--- Begin STORED ROWS ---

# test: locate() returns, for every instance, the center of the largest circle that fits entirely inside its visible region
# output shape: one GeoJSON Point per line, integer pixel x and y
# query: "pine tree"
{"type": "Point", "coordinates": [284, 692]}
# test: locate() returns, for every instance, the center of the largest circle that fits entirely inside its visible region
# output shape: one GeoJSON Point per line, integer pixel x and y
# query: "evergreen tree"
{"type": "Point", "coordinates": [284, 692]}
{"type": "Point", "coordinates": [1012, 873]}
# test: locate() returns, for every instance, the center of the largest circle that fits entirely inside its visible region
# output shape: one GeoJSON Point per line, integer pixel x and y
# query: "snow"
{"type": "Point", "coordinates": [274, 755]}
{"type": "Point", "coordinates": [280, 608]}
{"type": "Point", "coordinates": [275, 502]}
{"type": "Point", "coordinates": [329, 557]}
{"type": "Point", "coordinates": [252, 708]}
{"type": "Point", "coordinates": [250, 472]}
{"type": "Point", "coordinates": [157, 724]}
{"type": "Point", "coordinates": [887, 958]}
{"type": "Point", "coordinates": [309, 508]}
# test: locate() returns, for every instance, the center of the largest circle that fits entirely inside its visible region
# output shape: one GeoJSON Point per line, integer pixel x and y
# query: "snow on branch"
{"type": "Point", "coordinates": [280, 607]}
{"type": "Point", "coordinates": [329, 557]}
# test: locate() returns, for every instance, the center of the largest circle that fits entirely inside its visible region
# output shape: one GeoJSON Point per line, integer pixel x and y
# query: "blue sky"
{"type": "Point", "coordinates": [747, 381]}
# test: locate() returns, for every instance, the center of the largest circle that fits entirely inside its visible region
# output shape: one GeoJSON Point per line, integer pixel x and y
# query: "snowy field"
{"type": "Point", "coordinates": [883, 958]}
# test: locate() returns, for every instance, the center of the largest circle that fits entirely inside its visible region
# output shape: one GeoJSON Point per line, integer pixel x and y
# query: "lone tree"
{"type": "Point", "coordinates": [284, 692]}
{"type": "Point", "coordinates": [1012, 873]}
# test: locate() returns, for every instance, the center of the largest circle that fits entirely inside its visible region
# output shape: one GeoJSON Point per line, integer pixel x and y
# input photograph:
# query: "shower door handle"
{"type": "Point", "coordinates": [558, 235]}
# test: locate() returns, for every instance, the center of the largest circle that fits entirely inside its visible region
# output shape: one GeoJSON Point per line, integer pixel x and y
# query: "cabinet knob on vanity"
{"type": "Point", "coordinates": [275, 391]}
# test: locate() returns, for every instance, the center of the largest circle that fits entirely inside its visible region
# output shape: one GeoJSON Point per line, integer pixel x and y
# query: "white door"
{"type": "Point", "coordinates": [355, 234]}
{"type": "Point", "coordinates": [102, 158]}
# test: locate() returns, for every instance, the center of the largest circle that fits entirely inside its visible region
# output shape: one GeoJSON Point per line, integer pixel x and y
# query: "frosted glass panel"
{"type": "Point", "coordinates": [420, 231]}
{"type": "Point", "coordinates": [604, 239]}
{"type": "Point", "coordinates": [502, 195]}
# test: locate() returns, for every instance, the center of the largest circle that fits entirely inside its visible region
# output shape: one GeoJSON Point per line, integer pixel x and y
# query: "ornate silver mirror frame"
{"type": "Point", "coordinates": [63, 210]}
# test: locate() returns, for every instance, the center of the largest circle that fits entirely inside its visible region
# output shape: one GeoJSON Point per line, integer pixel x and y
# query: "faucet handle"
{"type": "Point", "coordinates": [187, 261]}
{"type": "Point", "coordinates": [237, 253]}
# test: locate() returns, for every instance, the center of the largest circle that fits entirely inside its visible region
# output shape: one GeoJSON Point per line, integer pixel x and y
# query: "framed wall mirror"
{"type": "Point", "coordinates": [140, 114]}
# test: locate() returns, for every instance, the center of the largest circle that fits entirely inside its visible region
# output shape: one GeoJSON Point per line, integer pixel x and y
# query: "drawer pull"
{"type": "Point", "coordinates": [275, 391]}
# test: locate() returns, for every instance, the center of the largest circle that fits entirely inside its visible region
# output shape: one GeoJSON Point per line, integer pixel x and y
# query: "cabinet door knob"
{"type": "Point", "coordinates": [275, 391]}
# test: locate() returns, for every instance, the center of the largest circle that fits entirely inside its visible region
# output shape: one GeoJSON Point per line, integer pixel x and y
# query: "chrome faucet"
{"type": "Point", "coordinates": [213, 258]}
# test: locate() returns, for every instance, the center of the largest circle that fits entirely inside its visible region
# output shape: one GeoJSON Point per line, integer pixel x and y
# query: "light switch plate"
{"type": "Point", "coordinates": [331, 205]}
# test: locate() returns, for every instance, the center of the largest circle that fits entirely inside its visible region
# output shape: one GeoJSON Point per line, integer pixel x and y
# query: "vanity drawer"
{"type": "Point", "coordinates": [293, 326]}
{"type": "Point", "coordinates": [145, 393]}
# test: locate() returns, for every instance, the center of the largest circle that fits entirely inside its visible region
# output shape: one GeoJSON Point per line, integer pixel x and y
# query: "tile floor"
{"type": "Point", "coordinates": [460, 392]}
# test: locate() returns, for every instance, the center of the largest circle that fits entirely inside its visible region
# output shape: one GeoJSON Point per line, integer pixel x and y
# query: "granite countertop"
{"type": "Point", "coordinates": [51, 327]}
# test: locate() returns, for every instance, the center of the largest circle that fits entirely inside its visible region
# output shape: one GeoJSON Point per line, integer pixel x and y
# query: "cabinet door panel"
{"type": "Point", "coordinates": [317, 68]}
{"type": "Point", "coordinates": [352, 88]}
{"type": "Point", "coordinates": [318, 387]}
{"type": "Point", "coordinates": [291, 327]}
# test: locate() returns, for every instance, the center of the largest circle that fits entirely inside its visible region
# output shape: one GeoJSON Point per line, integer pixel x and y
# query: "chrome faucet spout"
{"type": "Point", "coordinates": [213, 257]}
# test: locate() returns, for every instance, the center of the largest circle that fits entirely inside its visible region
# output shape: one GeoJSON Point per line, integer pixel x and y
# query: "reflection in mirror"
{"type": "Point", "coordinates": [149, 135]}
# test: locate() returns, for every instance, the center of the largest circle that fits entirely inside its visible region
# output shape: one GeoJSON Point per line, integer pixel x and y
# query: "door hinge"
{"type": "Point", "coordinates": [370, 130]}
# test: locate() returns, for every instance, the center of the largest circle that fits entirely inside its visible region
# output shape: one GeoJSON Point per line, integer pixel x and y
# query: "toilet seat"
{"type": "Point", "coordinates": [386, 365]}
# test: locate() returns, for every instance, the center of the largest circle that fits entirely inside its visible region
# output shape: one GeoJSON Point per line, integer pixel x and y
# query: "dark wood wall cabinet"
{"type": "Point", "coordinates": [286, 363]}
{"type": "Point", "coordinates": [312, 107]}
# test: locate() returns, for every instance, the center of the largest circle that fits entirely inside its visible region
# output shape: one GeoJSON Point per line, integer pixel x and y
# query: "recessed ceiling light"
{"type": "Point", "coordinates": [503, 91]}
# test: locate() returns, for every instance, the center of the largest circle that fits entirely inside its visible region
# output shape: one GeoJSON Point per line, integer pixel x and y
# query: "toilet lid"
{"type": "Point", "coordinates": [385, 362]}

--- End STORED ROWS ---

## SHORT TASK
How many lines in the data above contain the string "mirror", with case counting? Reply with the number alone.

## TASK RESPONSE
3